__What you have to do__
Report each line of the material below that contains the word "sliding", copying every such line in full. Case counts.

__Records shown__
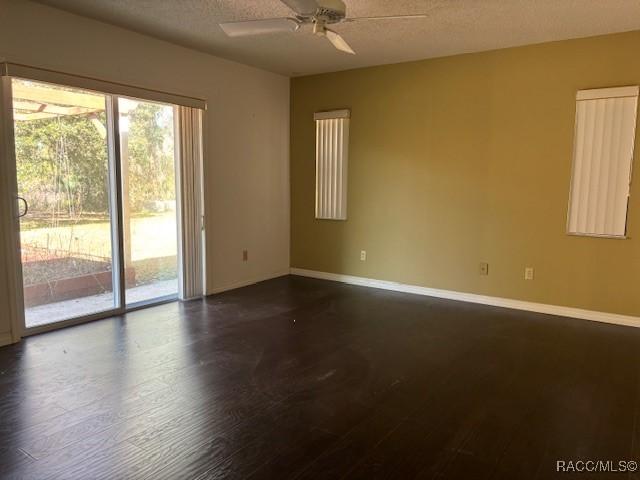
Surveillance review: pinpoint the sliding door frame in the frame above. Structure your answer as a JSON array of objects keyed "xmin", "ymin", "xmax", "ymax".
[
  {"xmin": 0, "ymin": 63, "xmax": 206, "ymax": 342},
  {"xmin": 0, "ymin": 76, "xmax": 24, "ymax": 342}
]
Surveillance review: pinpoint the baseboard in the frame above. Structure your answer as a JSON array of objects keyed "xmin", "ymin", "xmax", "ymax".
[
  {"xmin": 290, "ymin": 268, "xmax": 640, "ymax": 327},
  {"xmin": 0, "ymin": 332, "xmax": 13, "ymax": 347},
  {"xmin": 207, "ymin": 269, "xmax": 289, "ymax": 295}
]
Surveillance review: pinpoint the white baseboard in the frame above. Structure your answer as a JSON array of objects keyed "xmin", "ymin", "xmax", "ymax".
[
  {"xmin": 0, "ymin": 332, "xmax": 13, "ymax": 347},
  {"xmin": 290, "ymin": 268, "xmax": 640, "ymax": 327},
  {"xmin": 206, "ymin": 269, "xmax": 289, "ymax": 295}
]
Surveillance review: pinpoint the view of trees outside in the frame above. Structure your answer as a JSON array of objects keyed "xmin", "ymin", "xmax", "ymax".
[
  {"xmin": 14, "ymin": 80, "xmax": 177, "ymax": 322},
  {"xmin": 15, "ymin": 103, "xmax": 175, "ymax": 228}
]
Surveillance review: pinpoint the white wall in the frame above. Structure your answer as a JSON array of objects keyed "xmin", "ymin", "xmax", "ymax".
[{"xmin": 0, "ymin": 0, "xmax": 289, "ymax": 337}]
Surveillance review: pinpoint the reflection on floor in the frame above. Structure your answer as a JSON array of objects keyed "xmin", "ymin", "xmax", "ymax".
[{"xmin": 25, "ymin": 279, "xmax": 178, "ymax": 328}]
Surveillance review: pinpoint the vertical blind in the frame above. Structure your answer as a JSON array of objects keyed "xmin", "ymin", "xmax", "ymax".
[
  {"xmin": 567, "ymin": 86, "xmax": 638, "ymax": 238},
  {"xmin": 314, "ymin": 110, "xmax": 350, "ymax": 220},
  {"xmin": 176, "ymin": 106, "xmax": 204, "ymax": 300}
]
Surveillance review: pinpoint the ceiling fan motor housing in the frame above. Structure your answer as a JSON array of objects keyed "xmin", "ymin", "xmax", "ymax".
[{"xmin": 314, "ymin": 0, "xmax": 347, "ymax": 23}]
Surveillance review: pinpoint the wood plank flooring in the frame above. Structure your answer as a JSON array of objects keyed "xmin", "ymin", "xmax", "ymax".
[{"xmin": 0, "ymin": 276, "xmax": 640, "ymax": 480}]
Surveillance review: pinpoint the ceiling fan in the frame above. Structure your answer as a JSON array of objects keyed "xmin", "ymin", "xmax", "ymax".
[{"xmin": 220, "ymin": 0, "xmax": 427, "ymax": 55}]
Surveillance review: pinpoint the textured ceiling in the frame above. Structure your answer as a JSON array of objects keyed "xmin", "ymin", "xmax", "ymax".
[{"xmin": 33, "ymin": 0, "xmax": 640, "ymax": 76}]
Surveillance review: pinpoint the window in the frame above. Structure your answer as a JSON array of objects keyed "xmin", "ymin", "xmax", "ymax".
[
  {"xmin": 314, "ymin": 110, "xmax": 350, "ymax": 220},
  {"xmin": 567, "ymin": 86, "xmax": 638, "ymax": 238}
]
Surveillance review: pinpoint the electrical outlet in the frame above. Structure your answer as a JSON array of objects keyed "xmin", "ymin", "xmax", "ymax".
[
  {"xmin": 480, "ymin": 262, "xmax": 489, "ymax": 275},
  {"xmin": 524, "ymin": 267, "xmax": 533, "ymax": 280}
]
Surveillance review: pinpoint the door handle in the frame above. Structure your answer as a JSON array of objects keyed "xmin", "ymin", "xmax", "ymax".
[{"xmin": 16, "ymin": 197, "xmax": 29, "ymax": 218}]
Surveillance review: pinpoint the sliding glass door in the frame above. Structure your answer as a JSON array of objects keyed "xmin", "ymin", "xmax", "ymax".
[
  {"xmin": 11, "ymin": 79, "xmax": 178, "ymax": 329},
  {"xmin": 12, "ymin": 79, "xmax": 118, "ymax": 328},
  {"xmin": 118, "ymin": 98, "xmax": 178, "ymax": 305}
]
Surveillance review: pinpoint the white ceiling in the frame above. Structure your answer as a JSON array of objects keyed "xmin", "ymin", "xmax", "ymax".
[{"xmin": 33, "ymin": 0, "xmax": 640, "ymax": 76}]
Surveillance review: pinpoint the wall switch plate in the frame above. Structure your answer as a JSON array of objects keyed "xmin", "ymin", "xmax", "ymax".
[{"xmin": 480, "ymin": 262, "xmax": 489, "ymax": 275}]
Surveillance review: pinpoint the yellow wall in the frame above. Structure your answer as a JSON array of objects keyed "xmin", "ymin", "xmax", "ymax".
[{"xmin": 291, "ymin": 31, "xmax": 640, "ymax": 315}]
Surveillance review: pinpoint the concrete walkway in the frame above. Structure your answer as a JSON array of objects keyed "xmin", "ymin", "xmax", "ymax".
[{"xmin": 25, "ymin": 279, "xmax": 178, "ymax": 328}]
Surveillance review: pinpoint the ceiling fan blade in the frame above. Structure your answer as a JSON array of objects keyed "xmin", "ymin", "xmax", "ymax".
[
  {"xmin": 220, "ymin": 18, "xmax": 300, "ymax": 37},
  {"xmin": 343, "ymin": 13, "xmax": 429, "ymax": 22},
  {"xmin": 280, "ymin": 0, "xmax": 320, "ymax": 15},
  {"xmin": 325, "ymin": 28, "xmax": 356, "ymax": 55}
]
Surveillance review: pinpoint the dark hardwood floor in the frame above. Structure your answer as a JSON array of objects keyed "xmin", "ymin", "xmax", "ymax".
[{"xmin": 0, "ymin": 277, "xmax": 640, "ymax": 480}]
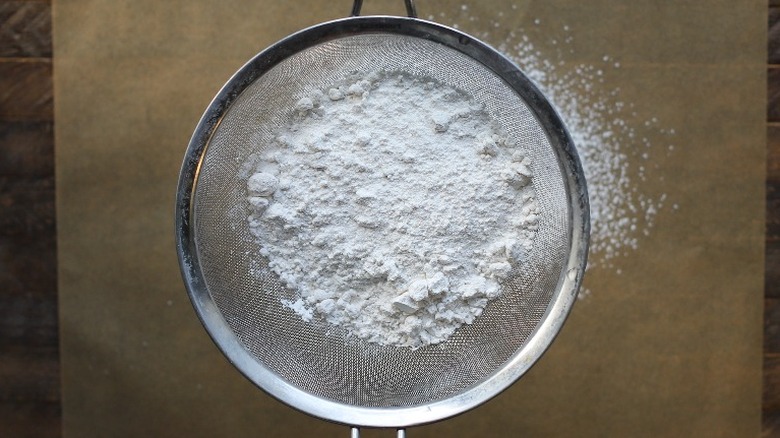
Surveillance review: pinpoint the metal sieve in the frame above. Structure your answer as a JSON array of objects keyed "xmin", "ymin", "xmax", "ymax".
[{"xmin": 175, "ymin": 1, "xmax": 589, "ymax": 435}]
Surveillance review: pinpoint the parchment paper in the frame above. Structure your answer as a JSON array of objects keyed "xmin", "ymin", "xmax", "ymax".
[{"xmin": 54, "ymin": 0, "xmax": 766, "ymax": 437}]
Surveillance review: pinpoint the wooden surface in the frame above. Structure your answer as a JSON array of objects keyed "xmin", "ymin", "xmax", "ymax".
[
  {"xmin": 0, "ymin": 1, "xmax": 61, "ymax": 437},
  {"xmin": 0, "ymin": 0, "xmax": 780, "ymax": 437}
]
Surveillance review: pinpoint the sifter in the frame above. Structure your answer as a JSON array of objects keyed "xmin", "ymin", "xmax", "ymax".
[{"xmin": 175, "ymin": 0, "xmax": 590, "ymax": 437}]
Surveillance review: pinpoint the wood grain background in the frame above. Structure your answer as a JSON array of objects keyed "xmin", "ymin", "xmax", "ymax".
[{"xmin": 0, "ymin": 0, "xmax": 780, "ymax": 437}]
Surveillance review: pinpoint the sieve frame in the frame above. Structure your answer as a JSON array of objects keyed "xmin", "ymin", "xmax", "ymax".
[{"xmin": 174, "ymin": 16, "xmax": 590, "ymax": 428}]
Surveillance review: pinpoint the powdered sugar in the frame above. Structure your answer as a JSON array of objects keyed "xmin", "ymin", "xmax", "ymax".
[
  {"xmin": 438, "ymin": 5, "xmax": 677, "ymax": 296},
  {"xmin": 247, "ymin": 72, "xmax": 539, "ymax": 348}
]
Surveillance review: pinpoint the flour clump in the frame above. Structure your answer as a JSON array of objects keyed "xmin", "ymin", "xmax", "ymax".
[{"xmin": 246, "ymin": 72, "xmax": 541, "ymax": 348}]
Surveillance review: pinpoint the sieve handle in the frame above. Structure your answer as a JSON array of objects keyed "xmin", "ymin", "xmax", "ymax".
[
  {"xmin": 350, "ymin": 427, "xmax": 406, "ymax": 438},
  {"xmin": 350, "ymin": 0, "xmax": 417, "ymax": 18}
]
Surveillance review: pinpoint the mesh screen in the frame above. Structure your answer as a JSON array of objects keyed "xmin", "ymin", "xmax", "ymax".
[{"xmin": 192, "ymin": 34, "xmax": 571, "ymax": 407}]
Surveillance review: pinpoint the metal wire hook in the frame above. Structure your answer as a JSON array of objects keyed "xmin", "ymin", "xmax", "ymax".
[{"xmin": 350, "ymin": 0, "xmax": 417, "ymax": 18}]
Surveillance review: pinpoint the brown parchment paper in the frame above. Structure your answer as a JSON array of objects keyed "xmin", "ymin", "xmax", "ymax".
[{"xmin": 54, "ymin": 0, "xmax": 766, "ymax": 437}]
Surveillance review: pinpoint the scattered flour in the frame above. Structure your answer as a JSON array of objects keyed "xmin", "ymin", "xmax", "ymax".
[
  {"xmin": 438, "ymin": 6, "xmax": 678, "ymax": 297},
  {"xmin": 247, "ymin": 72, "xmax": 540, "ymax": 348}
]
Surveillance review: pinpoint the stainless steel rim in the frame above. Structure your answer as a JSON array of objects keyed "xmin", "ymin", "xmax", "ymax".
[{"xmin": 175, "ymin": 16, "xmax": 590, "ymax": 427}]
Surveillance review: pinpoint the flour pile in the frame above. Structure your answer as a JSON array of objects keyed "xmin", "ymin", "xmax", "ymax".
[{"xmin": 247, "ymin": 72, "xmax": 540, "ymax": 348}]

---

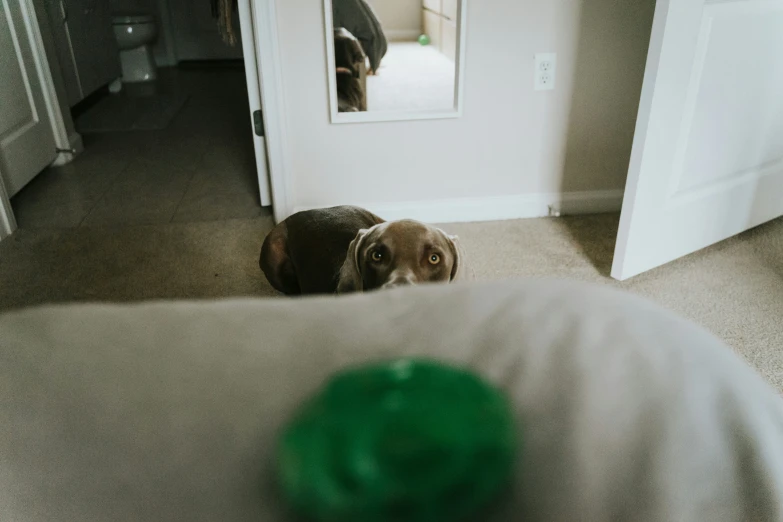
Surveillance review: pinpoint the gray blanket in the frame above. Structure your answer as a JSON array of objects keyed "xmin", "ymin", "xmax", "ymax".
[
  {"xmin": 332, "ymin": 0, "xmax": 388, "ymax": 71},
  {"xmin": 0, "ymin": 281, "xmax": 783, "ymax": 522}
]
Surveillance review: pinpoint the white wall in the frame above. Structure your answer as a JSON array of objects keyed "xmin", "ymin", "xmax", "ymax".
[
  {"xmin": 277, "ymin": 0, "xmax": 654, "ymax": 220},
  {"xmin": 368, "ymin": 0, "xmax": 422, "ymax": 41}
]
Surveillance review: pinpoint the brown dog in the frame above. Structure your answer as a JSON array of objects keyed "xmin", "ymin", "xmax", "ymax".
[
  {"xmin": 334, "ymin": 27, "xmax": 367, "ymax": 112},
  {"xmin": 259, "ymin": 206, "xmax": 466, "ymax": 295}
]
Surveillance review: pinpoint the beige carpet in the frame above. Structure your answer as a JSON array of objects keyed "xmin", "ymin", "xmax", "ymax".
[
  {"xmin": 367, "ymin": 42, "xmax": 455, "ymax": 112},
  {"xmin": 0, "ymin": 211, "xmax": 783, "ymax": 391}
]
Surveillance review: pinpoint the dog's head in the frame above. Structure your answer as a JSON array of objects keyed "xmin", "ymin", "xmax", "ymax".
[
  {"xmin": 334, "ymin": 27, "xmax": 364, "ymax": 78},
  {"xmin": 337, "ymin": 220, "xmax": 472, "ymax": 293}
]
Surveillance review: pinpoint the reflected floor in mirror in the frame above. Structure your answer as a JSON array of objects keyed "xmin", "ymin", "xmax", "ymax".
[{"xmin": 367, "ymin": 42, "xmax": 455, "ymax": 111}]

__Output of the task__
Surveillance review: pinpoint the sliding door frame in the frame above. Structure your answer as a JSON array of objects keyed "xmin", "ymin", "xmax", "ymax".
Surveillance review: pinpoint the sliding glass door in the frame above. Structure your answer as a JSON array of objects keyed "xmin", "ymin", "xmax", "ymax".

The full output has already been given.